RECORDS SUPPLIED:
******************************
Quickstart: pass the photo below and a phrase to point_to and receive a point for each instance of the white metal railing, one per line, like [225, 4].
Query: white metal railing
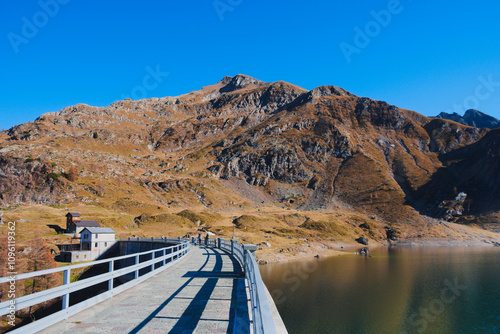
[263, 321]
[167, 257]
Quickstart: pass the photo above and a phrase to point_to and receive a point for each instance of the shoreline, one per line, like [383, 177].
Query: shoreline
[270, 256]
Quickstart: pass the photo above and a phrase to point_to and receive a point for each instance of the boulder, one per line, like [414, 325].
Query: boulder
******************************
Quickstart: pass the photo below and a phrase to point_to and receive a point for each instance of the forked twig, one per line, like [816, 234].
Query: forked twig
******************************
WHAT THE TASK ASKS: Return, word for word, the lines of the data above from the line with "like [383, 177]." through the line with "Query: boulder", inclusive.

ANSWER SECTION:
Quickstart: pass the photo above and a phrase to point_to and receive a point for each instance of the shoreline, one per line, like [383, 177].
Query: shoreline
[270, 256]
Quickstart: pass the photo above and a phrase to point_to and receive a point for each instance of the boulder, one per line, like [414, 325].
Query: boulder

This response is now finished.